╭─ Text shown

While my blogging here has been firmly within historical linguistics, every once in a while I do go poking around self-styled formal linguistics blogs too. [1] This tends to be a frustrating exercise though. By now, supposedly deep problems discussed around such parts tend to strike me as, frankly, dumb questions that only exist due to particular “theoretical commitments”, and which could be trivially resolved or avoided within better-grounded frameworks of understanding language. People stuck in generativist bubbles in particular, however, seem to be often unaware that any other types of approaches would exist at all.
As I’m rather more informed about the ground-level facts of phonology than e.g. syntax, this is going to be the more profitable area for me to comment on in any real detail, though generative syntax has also struck me as having foundational flaws roughly analogous to the foundational flaws of generative phonology. (I presume open-minded syntacticians should be even able to figure out these, ahem, analogies themselves, without me having to do all their work for them.)
At any rate, a good majority of questions attracting protracted debate in phonological theory that I have seen are immediately solved under the traditional non-generativist approach: “phonological processes” or “deep structures” do not exist as such. They are only grammatographical shorthand; rules of thumb, not rules of Grammar. [2] Where non-allophonic “phonological alternations” actually exist is within the lexicon, not within phonology.
A standard counterargument to this seems to be the fairly simple observation that loads of obviously non-allophonic alternations are, in fact, still productive to this or that extent in loads of languages. Checkmate, lexicalists?
No, of course not. This simply shows a particularly pernicious systematic failure of generative linguistics — a lack of understanding of language change, particularly that language change, including linguistic creativity, does not take place solely inside a box of “Grammar”, but also within the lexicon. Phonological alternations are easy to approach in this fashion, as they are generally not actually productive in the sense of immediate, universal applicability (as they say in Generativistland, they can be opaque). Moreover quite typically they are “productive in spats”, creating new forms one by one, now and then in the speech of particular speakers, not everywhere constantly. And the range of applicability for any one process is very finite really: while everyone creates novel noun phrases practically daily, I would wager that most people do not create any entirely novel strong verb forms over their entire life. [3] In historical and historically-informed linguistics, our default assumption is to attribute these kind of changes to the process of lexical analogy, and understanding it is vital to understanding patterns that arise and exist in language.

╰─

## Tasks:
**a)** In the blog post on generative phonology, where does the author say non-allophonic "phonological alternations" actually exist?
**b)** Repeat the blog post on generative phonology word for word, from "At any rate, a" to "languages. Checkmate, lexicalists?", inclusive.
**c)** Carry on writing the blog post on generative phonology, starting after its last sentence.
The items that follow were taken from a separate source.

╭─ Supplied records

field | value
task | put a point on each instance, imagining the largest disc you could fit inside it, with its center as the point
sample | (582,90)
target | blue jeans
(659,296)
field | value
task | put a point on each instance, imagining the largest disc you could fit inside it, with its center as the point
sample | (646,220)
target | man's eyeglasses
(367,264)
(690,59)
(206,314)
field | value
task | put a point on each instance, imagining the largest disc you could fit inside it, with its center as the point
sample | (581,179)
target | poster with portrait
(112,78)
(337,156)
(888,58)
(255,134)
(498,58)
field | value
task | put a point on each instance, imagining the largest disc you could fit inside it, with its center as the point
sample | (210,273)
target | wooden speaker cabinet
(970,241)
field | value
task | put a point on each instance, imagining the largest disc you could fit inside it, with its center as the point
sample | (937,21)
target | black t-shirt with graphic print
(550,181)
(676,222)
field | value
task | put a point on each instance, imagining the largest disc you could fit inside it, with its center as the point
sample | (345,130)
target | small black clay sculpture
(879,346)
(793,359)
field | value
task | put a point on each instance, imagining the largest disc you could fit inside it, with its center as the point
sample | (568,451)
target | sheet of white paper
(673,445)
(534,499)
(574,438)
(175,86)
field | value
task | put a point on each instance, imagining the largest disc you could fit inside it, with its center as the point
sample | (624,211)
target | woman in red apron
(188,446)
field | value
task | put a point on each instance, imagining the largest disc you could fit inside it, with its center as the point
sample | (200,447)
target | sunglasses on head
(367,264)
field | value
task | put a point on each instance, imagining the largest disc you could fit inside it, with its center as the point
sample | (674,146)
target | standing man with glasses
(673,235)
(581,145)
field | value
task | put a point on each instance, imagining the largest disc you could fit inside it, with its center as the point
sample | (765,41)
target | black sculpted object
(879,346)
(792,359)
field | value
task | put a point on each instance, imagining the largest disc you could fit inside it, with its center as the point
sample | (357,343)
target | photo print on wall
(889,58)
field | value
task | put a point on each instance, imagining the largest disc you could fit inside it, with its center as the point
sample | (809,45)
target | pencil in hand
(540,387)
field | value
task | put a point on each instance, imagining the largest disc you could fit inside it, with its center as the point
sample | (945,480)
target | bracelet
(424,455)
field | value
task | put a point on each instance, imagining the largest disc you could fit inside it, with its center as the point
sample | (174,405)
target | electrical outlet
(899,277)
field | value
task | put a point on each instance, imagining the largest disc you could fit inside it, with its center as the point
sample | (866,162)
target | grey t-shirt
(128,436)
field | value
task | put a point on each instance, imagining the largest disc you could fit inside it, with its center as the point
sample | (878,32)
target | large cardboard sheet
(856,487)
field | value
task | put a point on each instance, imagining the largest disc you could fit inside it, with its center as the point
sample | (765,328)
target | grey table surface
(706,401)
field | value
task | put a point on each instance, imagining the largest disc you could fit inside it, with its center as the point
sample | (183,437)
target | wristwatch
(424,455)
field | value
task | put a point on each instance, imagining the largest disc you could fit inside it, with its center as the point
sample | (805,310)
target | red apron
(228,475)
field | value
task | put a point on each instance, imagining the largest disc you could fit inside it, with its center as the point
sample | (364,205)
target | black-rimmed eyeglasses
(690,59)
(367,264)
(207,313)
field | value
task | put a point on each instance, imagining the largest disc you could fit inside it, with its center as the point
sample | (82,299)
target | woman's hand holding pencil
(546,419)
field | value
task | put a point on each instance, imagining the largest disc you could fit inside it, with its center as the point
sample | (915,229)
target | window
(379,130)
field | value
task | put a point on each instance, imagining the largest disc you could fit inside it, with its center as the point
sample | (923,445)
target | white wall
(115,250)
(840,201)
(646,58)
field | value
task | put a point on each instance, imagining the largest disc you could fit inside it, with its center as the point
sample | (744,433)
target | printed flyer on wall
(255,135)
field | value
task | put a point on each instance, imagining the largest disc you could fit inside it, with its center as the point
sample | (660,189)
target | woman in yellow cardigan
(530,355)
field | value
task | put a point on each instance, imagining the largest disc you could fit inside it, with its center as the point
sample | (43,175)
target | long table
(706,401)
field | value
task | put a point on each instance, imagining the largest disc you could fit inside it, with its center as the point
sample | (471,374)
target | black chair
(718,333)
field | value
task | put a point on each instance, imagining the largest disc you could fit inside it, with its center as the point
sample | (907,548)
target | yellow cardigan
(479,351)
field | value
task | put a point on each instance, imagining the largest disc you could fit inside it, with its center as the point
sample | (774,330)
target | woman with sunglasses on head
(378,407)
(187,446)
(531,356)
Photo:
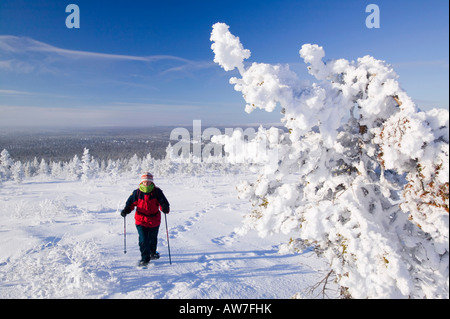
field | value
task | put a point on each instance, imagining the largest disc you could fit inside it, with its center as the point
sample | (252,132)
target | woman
(148,201)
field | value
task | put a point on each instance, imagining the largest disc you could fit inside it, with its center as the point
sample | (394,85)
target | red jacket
(148,206)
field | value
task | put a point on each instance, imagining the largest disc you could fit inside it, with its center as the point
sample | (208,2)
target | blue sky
(134,63)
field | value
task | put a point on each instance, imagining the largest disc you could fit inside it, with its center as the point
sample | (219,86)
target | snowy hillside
(64,239)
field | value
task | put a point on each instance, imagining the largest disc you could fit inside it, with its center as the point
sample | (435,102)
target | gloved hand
(125,212)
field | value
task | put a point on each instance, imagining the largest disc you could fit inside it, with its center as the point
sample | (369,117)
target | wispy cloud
(19,53)
(14,44)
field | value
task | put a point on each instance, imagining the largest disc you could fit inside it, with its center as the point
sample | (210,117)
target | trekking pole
(167,233)
(124,235)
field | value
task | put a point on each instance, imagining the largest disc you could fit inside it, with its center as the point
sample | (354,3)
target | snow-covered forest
(359,175)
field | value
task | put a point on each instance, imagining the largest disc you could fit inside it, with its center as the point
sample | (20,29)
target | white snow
(64,239)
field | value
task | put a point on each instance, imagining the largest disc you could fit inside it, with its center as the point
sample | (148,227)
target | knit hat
(147,177)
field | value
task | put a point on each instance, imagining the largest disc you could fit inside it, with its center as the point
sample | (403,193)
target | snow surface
(64,239)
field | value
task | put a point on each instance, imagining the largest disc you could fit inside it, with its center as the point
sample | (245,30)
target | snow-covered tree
(73,168)
(5,165)
(86,167)
(17,171)
(44,169)
(361,174)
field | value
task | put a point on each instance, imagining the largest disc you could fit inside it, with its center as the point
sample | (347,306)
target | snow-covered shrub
(361,174)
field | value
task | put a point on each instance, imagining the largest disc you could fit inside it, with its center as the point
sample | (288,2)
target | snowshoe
(154,256)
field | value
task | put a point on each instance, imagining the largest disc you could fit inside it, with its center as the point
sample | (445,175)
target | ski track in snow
(62,239)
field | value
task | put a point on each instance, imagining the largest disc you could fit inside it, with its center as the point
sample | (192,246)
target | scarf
(146,189)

╰─

## Answers by task:
**a)** They exist within the lexicon, not within phonology.

**b)**
At any rate, a good majority of questions attracting protracted debate in phonological theory that I have seen are immediately solved under the traditional non-generativist approach: “phonological processes” or “deep structures” do not exist as such. They are only grammatographical shorthand; rules of thumb, not rules of Grammar. [2] Where non-allophonic “phonological alternations” actually exist is within the lexicon, not within phonology.
A standard counterargument to this seems to be the fairly simple observation that loads of obviously non-allophonic alternations are, in fact, still productive to this or that extent in loads of languages. Checkmate, lexicalists?

**c)**
What we can actually observe is that any arbitrarily deep alternations can indeed inspire the coinage of new instances of the same, and therefore they can remain “productive”. If desired, I can readily coin all sorts of cases like long ∶ length ∷ oblong ∶ oblength or sing ∶ sung ∷ wing ∶ wung. But then nothing stops me from creating folk-etymological examples either, say choose ∶ choice ∷ snooze ∶ snoice. These also fade organically into snowcloneish blends, e.g. thanks, ants ∶ thants ∷ hello, horses ∶ hellorses; spelling pronunciations, e.g. tentacles ∶ /ˈtɛntəkəlz/ ∷ Pericles ∶ /ˈpɛɹɪkəlz/; or (mis)etymological nativization, e.g. English wrong ∶ Swedish vrång ∷ En. to wring ∶ Sw. vringa. Crucially, what needs to be noted is that this is an extralinguistic cognitive skill that should not have any bearing on the development of purely linguistic theory. Already etymological nativization refuses to respect the confines of a single language, and I think most theories of mental grammar would likewise not attempt to account for spelling pronunciations. We can also easily advance loads of more or less formal analogies in areas that have nothing to do with language, from mathematics (2 ∶ 20 ∷ 5 ∶ 50; square ∶ cube ∷ triangle ∶ tetrahedron) to the natural world (nitrogen ∶ ammonia ∷ oxygen ∶ water; the Congo ∶ leopards ∷ the Amazon ∶ jaguars) and human society (evolution ∶ Darwin ∷ relativity ∶ Einstein; punks ∶ pop punk ∷ ravers ∶ happy hardcore). This, I think, demonstrates beyond reasonable doubt that analogy in fact is a general skill that humans possess, and hence there’s no point in trying to reduce its applications in language into some kind of specifically linguistic primitives.
(Note BTW that while all my examples above are phrased as classic proportional analogies, this also should not be assumed to be the only possible or even the main mechanism of analogy.)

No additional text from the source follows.